Texte ▸

Illustration Alice Quistrebert pour L’avertY.

Qu’ils soient récents ou datant de plusieurs années, la trentaine de témoignages locaux font froid dans le dos. Diffusés sous couvert d’anonymat, ils racontent grâce à une succession de panneaux le déroulé d’une soirée anormale, avec le nom du lieu bien visible en titre. Incriminant parfois les videurs, parfois les serveurs, les récits détaillés des victimes font état de leurs vomissements, trous noirs inhabituels, laissant penser à la prise de drogue à leur insu. Principal suspect, l’acide gammahydroxybutyrique, drogue de synthèse🔗 plus connue sous l’appellation GHB. Difficile à différencier d’un état d’ébriété avancé et rapidement dissoute par l’organisme, son injection est invisible dans des verres d’alcool. Elle peut être mortelle à haute dose.

Cliquez sur l’image pour lire la suite du témoignage sur Instagram © Balance_ton_bar_grenoble

Une autre femme raconte sa soirée démarrée au bar pour finalement se retrouver nue dans l’appartement d’un inconnu🔗 à Grenoble après un trou noir. Malgré un dépôt de plainte par la suite, on lui répond que l’enquête est abandonnée et qu’il « va falloir arrêter de courir à la police dès que vous rentrez avec un garçon qui vous plaît pas, sinon on ne va pas s’en sortir nous ».

Les témoignages publiés sur le compte grenoblois concernent principalement des lieux dansants mais aussi des bars plus classiques où les client·e·s viennent simplement boire un verre. Tous n’impliquent pas des violences sexuelles ou des viols. On peut lire le témoignage d’une ancienne employée du Tonneau de Diogène qui s’est faite agresser par son manager, et qui a par la suite perdu son emploi. Il y a aussi au bar Le Champollion des observations faites par une mère de 40 ans au sujet d’un employé qui « fait boire plus que de raisons de très jeunes filles ». Ou encore au bar brasserie Chez Maksim où le barman demande à la cliente de lui « lécher la joue » pour être servie avant de l’insulter de salope devant les clients face à son refus.

Consigne 1 ▸
Répondez à ces questions à partir du texte sur les témoignages visant des bars grenoblois :
(a) Combien de témoignages locaux environ sont évoqués ?
(b) Sous quelle appellation l'acide gammahydroxybutyrique est-il plus connu ?
(c) Que demande le barman de Chez Maksim à la cliente pour la servir ?
Consigne 2 ▸ D'après le texte sur les témoignages visant des bars grenoblois, pourquoi les récits des victimes laissent-ils penser à une prise de drogue à leur insu ?
Consigne 3 ▸ Poursuivez le texte sur les témoignages visant des bars grenoblois après sa dernière phrase.
La liste qui suit constitue un matériau distinct du texte.

Données d'annotation de localisation d'objets:
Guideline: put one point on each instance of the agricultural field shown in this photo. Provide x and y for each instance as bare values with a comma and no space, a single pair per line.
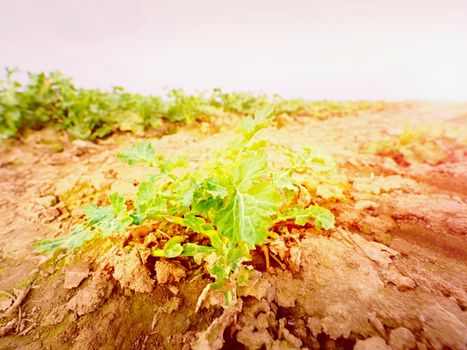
229,221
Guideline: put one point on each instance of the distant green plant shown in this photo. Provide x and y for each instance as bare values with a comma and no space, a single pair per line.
52,99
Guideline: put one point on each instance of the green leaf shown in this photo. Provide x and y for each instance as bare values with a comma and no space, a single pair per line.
322,217
250,168
149,203
172,248
72,240
141,152
247,215
110,219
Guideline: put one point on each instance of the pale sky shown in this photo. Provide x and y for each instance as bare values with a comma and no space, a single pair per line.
363,49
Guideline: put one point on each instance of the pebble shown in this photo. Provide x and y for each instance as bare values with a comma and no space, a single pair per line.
402,339
373,343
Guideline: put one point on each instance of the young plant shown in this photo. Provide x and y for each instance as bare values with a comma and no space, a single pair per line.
234,200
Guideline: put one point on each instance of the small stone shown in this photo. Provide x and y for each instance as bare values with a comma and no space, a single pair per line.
402,339
75,274
384,238
373,343
174,290
365,204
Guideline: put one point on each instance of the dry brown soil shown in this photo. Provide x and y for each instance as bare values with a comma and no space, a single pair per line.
392,275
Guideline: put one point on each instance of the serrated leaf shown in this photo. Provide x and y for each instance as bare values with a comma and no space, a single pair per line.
72,240
247,216
322,217
197,224
149,203
141,152
110,219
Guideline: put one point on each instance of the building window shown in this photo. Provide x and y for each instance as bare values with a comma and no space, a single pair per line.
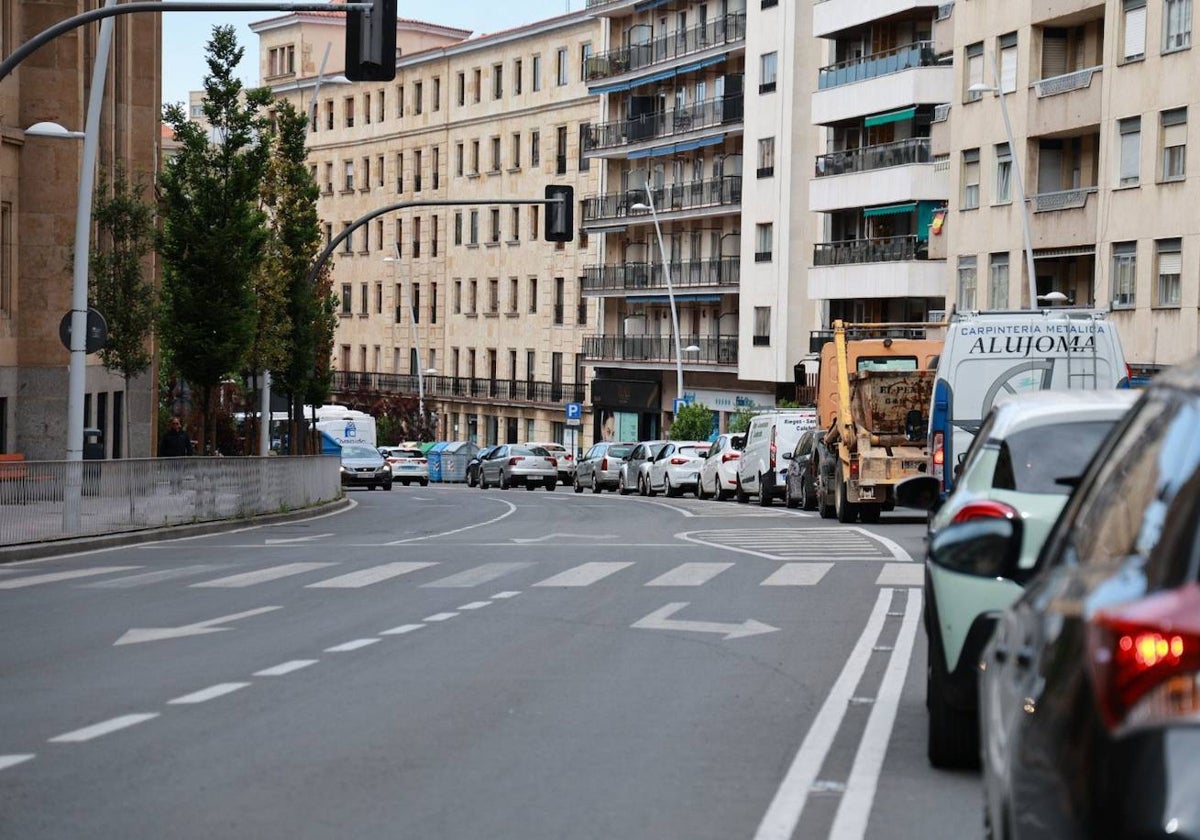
1125,275
768,69
1175,144
966,292
766,157
970,179
763,241
1134,25
1129,131
762,327
997,282
1170,269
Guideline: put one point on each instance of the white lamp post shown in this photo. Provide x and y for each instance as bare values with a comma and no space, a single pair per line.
981,88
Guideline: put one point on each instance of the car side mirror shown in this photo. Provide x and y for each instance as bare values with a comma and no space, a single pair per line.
983,547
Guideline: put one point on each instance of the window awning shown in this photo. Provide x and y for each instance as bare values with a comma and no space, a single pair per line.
891,117
889,210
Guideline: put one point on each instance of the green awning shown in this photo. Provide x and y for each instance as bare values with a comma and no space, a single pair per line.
889,210
891,117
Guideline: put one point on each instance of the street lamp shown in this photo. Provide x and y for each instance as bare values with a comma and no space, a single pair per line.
997,89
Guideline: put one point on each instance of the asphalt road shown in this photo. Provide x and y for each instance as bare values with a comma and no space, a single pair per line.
444,663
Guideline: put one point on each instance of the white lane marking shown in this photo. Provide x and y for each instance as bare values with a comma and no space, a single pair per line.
690,575
286,667
583,575
402,629
798,575
855,808
102,729
55,576
346,647
901,575
204,695
250,579
784,813
145,579
472,577
365,577
509,513
13,760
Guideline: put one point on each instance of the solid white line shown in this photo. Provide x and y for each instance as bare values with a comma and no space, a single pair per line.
352,646
286,667
784,813
102,729
211,693
855,808
55,576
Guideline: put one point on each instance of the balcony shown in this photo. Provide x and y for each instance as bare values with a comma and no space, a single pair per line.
709,114
634,277
719,193
660,349
717,33
1066,102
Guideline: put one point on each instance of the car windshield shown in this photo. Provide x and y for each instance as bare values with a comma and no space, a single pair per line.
1032,461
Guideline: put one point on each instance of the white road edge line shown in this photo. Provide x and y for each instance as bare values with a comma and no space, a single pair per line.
102,729
784,813
855,809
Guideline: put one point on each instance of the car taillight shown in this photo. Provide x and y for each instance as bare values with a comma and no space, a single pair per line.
1144,659
985,509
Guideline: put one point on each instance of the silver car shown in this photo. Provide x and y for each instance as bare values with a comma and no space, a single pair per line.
510,465
600,467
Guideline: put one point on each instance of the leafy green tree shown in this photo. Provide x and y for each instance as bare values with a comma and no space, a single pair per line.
120,289
214,231
693,423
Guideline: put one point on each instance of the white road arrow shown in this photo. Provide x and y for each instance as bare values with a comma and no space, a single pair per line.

Réponse attendue 1 ▸
(a) Une trentaine.
(b) GHB.
(c) De lui « lécher la joue ».

Réponse attendue 2 ▸ Les victimes décrivent en détail des vomissements et des trous noirs inhabituels. Ces symptômes font penser qu'elles ont été droguées sans le savoir.

Réponse attendue 3 ▸
Illustration Alice Quistrebert pour L’avertY.

L’anonymat pour libérer la parole

Contactée par la rédaction, l’administratrice de la page Instagram qualifie les personnes qui témoignent de « survivantes ». Elle explique que les témoignages ne sont pas forcément vérifiés : « Mon rôle n’est pas d’être une enquêtrice, donc je ne trie pas vraiment, je vais simplement anonymiser mais je n’estime pas si tel ou tel témoignage vaut la peine d’être publié ou non. Beaucoup de témoignages n’étaient pas en rapport avec Balance ton bar qui a une visée assez claire, cela concerne les violences faites aux personnes dans le milieu de la nuit notamment avec les soumissions chimiques dans des établissements définis. Malheureusement on ne peut pas publier ce qui s’est passé dans telle rue, en rentrant du bar ; il existe d’autres plateformes pour cela et c’est tant mieux. »

L’administratrice anonyme s’est également confiée au média Place Gre’net🔗. Se définissant comme une « militante féministe » elle indique avoir « voulu surfer sur ce mouvement venu de Bruxelles, car, ici aussi, il y avait une forte demande de pouvoir témoigner ».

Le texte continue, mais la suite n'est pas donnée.